EXERCISE AIM
Provide a character-exact reproduction of the lines from the line with "In each <instance>" to the end of the entries.
*** DATA PROVIDED
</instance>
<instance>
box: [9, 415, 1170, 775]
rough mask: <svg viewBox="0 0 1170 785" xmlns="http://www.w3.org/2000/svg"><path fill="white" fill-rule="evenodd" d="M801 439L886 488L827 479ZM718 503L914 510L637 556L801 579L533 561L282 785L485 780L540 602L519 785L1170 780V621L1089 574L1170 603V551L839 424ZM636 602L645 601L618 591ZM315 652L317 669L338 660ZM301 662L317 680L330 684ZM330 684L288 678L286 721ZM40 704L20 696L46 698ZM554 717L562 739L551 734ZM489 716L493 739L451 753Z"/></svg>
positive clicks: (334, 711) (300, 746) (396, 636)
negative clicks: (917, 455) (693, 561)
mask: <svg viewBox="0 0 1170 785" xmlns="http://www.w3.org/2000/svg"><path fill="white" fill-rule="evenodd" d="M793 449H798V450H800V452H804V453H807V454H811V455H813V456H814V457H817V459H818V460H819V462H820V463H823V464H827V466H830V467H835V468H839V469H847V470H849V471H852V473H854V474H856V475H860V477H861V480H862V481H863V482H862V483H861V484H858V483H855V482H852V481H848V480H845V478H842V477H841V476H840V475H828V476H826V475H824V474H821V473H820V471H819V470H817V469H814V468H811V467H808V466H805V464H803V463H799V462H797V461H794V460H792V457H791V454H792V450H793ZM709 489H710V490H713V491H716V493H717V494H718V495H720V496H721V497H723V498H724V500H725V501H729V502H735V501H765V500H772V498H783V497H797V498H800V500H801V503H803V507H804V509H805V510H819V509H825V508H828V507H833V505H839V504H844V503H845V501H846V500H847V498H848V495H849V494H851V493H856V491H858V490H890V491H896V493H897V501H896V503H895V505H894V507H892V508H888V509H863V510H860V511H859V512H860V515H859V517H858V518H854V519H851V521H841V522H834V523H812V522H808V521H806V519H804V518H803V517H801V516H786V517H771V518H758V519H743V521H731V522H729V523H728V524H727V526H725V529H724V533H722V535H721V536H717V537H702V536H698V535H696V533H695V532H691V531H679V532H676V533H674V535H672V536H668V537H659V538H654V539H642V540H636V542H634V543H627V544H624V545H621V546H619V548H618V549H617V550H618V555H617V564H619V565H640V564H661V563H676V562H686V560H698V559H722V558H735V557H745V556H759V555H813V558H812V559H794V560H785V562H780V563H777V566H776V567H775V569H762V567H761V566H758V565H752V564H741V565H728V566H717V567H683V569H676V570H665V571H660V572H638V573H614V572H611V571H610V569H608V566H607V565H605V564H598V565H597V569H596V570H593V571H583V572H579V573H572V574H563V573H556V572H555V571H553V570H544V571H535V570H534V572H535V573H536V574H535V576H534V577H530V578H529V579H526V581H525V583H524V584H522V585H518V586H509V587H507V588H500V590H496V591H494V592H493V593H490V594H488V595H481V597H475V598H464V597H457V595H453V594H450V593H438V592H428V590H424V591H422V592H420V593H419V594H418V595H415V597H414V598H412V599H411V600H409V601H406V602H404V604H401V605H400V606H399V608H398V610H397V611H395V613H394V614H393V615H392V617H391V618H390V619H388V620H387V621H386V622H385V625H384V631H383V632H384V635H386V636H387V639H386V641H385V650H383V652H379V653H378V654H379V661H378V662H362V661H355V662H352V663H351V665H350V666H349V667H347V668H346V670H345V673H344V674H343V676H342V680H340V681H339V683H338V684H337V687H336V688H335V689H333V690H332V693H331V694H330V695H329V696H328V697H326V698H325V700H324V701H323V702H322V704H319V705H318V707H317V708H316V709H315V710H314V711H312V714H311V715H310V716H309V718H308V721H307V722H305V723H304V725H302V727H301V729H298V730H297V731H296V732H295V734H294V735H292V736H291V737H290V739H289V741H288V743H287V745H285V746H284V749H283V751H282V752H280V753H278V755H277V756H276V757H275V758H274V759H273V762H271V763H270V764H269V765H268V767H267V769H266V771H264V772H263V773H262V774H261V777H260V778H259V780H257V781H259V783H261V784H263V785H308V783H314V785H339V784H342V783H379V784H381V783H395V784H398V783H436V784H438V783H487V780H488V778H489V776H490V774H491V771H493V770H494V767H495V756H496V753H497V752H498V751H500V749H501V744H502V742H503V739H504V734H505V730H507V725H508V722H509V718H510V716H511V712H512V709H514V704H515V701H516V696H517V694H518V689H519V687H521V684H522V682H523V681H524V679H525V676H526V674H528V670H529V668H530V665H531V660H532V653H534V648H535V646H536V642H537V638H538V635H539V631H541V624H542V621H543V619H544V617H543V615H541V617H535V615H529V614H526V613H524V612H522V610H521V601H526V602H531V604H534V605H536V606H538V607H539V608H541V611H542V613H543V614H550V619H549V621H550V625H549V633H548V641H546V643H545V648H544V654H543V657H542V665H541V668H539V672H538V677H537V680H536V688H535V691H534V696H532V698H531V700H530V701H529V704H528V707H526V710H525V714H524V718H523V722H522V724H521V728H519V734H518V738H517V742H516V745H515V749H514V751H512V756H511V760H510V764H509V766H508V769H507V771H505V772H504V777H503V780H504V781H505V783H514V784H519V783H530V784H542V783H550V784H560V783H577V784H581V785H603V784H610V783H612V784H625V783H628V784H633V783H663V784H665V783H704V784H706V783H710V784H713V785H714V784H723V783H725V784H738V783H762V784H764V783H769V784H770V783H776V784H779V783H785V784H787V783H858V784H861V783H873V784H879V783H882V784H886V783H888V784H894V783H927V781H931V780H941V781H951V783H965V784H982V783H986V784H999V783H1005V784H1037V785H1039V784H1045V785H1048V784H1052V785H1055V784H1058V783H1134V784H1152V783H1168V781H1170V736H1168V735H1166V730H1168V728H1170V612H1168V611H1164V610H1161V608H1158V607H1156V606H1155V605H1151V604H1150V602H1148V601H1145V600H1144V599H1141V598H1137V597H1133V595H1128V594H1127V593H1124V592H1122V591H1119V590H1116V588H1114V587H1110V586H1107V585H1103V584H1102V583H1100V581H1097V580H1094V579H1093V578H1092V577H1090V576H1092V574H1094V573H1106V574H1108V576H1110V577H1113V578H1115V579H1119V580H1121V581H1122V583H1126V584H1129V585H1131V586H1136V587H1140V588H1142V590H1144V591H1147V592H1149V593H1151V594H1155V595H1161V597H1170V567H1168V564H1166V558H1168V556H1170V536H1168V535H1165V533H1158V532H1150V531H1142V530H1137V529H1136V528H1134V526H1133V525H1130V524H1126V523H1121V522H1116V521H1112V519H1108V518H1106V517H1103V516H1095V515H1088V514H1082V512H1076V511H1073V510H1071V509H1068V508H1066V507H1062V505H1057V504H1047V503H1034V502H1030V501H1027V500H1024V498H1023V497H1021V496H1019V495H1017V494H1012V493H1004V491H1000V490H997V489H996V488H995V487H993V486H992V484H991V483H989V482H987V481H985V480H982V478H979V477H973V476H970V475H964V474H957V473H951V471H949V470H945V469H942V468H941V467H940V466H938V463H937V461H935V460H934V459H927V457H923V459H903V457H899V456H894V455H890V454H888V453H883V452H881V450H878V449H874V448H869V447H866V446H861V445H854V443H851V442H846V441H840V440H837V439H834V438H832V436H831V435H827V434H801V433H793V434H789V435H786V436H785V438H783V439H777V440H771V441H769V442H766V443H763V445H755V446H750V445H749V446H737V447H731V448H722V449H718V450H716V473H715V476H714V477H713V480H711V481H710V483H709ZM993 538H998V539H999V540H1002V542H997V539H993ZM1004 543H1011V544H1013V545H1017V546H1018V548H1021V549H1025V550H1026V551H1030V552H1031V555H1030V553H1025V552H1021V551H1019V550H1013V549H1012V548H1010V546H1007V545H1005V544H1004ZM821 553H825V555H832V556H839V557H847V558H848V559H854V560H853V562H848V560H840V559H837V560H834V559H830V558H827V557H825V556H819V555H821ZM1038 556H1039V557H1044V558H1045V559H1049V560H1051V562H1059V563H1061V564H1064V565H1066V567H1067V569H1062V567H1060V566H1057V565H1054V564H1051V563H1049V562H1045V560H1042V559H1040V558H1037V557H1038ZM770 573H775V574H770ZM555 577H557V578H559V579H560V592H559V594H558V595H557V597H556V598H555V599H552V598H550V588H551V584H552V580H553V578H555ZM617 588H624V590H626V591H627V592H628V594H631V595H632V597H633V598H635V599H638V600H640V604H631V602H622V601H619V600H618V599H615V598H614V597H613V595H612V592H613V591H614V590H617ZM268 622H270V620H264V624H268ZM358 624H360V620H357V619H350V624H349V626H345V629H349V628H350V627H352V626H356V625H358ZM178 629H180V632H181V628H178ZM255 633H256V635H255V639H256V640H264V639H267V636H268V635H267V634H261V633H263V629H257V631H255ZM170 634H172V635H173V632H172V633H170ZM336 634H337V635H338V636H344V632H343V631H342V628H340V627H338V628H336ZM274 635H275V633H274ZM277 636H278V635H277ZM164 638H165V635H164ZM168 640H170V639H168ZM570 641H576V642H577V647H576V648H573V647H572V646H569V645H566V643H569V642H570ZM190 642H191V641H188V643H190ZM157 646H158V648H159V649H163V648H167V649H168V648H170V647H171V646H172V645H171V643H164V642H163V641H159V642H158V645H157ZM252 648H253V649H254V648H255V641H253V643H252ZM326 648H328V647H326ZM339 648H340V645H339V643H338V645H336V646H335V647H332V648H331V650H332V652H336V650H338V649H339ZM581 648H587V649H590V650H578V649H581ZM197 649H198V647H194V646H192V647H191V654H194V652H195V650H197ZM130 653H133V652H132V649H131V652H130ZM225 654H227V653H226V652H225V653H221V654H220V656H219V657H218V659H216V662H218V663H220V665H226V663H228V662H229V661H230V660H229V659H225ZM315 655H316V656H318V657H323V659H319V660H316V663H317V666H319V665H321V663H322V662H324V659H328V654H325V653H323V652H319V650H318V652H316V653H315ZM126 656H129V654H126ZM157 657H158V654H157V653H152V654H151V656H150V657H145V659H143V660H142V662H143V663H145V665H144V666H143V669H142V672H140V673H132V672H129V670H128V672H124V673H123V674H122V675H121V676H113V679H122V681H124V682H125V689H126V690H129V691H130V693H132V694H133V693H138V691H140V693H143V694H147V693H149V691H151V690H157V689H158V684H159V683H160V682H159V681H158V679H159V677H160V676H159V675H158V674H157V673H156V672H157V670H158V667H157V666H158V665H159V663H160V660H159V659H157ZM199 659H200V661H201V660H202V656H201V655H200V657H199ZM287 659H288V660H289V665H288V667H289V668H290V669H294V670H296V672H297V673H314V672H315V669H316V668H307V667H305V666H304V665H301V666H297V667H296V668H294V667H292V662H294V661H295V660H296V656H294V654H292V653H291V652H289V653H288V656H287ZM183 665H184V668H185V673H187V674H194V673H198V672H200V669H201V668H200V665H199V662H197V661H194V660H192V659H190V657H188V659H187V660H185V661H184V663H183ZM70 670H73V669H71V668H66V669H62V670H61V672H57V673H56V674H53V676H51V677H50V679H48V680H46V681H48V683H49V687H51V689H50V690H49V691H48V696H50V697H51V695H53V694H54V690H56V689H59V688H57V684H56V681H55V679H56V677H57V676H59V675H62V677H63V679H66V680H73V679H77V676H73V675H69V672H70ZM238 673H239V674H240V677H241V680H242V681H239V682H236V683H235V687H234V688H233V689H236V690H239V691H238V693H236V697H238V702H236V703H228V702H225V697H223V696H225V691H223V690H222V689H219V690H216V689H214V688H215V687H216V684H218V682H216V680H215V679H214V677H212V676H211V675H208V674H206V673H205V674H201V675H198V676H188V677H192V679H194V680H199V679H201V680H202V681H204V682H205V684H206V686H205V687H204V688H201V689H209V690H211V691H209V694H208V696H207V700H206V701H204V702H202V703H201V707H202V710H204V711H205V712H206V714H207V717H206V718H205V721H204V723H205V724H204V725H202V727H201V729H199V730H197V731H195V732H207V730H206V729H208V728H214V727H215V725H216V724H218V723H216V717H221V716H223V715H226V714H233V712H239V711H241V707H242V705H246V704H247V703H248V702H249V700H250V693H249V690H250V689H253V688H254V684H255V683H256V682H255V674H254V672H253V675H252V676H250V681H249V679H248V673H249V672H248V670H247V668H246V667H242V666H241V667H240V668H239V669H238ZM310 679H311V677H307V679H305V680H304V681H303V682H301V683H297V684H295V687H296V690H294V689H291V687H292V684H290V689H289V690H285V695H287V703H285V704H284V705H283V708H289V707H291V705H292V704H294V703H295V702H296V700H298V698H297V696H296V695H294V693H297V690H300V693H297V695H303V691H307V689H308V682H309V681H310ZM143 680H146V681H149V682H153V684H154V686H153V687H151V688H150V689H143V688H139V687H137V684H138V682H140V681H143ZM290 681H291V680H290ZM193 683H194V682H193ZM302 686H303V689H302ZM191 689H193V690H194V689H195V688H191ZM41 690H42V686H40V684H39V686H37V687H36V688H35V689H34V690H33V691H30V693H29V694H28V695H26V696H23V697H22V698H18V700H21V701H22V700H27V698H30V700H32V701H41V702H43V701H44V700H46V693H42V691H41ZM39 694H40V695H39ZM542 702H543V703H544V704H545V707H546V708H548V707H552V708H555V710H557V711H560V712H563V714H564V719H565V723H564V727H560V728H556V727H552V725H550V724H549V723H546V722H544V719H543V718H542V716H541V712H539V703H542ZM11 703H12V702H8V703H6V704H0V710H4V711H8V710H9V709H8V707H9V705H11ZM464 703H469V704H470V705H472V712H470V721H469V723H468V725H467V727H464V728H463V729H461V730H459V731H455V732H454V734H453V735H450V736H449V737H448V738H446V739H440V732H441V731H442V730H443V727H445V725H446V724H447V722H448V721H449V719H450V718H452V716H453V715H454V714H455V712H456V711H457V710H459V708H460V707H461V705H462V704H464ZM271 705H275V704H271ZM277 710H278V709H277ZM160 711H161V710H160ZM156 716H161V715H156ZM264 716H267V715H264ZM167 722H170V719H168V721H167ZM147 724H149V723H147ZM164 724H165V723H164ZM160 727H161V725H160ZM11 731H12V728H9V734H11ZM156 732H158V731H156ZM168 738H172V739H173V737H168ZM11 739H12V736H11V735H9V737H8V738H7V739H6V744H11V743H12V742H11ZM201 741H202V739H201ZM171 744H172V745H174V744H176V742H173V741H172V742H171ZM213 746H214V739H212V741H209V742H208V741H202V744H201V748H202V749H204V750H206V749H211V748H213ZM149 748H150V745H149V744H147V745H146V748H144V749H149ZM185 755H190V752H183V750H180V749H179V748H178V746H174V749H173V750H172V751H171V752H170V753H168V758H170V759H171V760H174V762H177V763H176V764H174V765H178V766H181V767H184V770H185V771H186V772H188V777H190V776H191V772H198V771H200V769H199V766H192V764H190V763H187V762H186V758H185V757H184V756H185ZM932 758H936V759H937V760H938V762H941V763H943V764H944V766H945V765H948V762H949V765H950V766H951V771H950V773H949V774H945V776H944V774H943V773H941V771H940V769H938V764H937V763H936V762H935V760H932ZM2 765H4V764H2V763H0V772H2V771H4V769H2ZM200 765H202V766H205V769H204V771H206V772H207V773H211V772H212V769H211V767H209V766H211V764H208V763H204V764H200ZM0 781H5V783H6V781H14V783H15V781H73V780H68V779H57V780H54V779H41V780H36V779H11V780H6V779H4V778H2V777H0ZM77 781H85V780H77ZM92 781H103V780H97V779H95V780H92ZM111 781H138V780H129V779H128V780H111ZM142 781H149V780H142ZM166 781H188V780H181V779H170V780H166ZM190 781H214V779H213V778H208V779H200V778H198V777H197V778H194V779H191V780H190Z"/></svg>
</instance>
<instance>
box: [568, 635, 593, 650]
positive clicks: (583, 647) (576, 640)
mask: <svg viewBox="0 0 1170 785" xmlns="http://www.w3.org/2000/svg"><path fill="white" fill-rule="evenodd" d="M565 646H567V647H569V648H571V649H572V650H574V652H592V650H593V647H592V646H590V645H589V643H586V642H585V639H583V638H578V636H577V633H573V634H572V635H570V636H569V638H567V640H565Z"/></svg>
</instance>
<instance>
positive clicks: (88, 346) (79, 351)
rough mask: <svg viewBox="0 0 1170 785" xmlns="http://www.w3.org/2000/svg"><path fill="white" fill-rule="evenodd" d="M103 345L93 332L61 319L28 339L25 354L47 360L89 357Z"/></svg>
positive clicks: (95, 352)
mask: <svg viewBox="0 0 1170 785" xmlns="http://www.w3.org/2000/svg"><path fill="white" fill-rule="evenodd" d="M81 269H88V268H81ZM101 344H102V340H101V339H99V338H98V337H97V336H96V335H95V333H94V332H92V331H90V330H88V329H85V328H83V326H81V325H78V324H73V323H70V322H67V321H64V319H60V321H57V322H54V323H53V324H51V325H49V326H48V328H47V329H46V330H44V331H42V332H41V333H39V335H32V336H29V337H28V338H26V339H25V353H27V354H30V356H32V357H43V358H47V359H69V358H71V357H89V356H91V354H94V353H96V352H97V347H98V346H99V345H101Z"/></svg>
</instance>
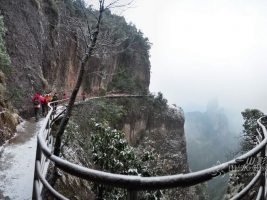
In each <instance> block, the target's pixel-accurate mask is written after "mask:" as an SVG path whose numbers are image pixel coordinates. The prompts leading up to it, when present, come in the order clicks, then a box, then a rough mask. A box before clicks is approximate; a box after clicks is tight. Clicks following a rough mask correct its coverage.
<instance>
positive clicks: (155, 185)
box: [38, 97, 267, 199]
******
ANSWER TO THIS TASK
In each <instance> block, the target's pixel-accurate mask is written after "mask:" as an SVG path whose numbers are image pixel coordinates. The prompts leading up to it, when present, come in the order clicks, then a box, then a rough mask. A box before clicks is approximate; a box after clicks is tight. Clicks following a rough mask correct its coverage.
<instance>
positive clicks: (155, 185)
box: [38, 97, 267, 199]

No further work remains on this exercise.